* Required work: Across the listing below, count the lines holding "approximate". State the number and nothing more.

* Record set:
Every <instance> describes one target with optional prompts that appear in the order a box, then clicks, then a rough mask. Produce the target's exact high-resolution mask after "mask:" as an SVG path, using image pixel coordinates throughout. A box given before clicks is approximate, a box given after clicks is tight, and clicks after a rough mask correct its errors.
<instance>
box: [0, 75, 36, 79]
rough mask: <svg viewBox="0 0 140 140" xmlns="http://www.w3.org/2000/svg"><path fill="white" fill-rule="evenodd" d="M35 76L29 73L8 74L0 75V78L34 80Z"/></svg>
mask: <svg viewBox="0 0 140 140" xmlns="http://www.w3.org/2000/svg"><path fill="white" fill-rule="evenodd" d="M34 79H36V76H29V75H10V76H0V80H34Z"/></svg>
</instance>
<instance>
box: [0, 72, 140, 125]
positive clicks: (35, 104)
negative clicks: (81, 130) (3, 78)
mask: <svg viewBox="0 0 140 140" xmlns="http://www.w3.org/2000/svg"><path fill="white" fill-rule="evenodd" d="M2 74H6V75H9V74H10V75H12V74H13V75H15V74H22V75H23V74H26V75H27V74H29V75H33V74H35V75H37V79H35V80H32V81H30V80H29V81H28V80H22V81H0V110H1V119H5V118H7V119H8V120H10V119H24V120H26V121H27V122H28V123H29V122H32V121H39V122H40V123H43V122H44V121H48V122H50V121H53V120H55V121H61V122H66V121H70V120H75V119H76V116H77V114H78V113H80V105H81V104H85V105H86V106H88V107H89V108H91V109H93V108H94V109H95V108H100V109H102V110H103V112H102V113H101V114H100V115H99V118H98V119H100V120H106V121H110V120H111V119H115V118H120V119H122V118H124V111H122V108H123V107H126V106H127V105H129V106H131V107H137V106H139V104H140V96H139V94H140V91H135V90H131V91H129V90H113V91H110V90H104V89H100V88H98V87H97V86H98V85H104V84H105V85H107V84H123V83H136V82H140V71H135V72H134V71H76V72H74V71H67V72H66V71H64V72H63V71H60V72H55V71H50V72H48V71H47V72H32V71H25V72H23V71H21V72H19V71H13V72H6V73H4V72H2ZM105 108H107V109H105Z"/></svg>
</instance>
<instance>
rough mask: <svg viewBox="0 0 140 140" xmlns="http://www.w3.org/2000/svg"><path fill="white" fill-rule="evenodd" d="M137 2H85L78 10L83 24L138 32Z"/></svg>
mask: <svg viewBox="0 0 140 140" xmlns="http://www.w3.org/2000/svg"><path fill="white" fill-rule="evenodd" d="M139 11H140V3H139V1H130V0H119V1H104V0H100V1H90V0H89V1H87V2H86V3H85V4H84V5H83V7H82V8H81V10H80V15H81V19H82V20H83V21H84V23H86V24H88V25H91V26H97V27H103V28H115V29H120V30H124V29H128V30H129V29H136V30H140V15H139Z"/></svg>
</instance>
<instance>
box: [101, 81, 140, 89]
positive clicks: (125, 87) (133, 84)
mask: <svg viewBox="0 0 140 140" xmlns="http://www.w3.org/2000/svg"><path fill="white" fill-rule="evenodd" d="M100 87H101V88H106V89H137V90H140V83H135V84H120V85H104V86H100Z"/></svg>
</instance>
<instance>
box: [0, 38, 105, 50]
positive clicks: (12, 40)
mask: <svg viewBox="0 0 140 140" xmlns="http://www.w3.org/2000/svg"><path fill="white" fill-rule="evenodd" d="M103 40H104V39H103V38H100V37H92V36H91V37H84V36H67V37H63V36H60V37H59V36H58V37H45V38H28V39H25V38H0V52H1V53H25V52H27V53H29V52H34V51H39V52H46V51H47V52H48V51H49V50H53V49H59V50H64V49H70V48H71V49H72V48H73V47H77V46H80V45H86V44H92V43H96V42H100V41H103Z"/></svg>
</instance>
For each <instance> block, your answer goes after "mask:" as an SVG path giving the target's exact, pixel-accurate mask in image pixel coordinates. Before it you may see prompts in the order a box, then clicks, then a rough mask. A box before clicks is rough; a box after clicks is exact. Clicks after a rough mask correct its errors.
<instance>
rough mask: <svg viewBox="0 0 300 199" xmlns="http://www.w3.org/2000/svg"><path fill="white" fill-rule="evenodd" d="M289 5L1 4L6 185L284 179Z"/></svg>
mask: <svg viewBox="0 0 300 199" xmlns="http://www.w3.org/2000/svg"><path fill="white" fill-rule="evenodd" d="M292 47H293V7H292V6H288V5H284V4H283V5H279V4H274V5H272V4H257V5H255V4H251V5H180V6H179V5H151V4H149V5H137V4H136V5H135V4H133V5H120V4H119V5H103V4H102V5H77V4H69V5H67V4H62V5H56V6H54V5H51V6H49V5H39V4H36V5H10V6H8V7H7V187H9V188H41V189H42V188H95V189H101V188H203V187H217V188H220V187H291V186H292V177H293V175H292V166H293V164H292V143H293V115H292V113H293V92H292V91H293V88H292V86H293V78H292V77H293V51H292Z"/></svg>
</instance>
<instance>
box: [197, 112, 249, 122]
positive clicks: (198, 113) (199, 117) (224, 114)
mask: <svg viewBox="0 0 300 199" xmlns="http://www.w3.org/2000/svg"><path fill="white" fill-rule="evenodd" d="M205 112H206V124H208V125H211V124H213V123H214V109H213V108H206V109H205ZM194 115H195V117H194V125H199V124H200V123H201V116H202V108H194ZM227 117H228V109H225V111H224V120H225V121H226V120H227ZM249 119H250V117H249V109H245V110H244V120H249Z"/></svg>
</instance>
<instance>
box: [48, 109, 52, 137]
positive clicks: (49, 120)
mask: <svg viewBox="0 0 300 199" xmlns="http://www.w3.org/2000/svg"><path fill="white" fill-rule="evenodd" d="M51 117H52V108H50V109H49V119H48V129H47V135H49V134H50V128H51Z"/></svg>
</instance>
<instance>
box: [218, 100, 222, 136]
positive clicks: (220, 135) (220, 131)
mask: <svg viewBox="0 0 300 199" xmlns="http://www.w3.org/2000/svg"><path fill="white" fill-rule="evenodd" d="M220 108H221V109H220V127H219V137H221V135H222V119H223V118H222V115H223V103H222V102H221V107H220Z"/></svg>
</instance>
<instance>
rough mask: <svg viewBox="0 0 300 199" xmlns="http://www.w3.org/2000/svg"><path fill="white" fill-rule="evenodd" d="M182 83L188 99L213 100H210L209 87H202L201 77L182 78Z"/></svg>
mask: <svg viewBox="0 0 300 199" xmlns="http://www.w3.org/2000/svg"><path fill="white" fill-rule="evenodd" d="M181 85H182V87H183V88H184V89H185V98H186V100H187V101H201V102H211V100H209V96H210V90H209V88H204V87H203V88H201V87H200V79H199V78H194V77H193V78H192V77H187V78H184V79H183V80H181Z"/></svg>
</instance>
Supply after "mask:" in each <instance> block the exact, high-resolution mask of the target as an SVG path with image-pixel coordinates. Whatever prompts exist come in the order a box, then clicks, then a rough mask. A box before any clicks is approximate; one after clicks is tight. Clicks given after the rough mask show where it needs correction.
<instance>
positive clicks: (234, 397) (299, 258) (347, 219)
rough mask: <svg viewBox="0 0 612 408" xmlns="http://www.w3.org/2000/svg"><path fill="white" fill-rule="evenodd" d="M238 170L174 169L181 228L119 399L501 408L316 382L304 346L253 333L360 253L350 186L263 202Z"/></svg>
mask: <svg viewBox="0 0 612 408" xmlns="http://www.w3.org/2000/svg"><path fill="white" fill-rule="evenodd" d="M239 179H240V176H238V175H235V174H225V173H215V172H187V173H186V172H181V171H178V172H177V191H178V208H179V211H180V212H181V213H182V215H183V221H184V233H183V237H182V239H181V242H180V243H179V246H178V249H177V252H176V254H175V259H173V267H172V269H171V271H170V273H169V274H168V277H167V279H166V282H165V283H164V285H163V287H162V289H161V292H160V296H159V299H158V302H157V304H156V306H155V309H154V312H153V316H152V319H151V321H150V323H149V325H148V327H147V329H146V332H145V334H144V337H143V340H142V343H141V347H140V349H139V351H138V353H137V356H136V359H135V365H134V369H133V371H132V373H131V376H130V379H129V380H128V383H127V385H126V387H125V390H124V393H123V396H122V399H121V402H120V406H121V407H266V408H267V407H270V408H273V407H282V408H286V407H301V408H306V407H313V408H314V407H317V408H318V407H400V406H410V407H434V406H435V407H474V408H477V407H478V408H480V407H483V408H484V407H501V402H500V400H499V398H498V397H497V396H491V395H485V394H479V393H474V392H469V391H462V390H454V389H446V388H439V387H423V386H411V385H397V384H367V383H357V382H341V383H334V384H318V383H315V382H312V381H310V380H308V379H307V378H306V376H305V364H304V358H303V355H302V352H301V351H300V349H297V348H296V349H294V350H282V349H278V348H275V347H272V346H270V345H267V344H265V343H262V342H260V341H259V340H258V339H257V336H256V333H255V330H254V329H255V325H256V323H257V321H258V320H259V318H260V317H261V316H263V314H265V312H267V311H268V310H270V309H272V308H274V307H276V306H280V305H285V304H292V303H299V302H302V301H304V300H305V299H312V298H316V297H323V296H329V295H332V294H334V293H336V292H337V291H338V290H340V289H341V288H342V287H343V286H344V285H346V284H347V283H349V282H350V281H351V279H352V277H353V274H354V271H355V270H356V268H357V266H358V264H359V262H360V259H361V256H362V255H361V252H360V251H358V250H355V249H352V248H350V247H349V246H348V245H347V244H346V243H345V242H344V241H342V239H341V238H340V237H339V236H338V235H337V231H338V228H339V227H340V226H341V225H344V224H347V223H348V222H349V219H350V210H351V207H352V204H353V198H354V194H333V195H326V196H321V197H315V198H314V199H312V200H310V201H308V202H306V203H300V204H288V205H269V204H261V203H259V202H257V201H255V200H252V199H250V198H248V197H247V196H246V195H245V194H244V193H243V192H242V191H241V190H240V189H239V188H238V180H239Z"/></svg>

* Problem solution: 2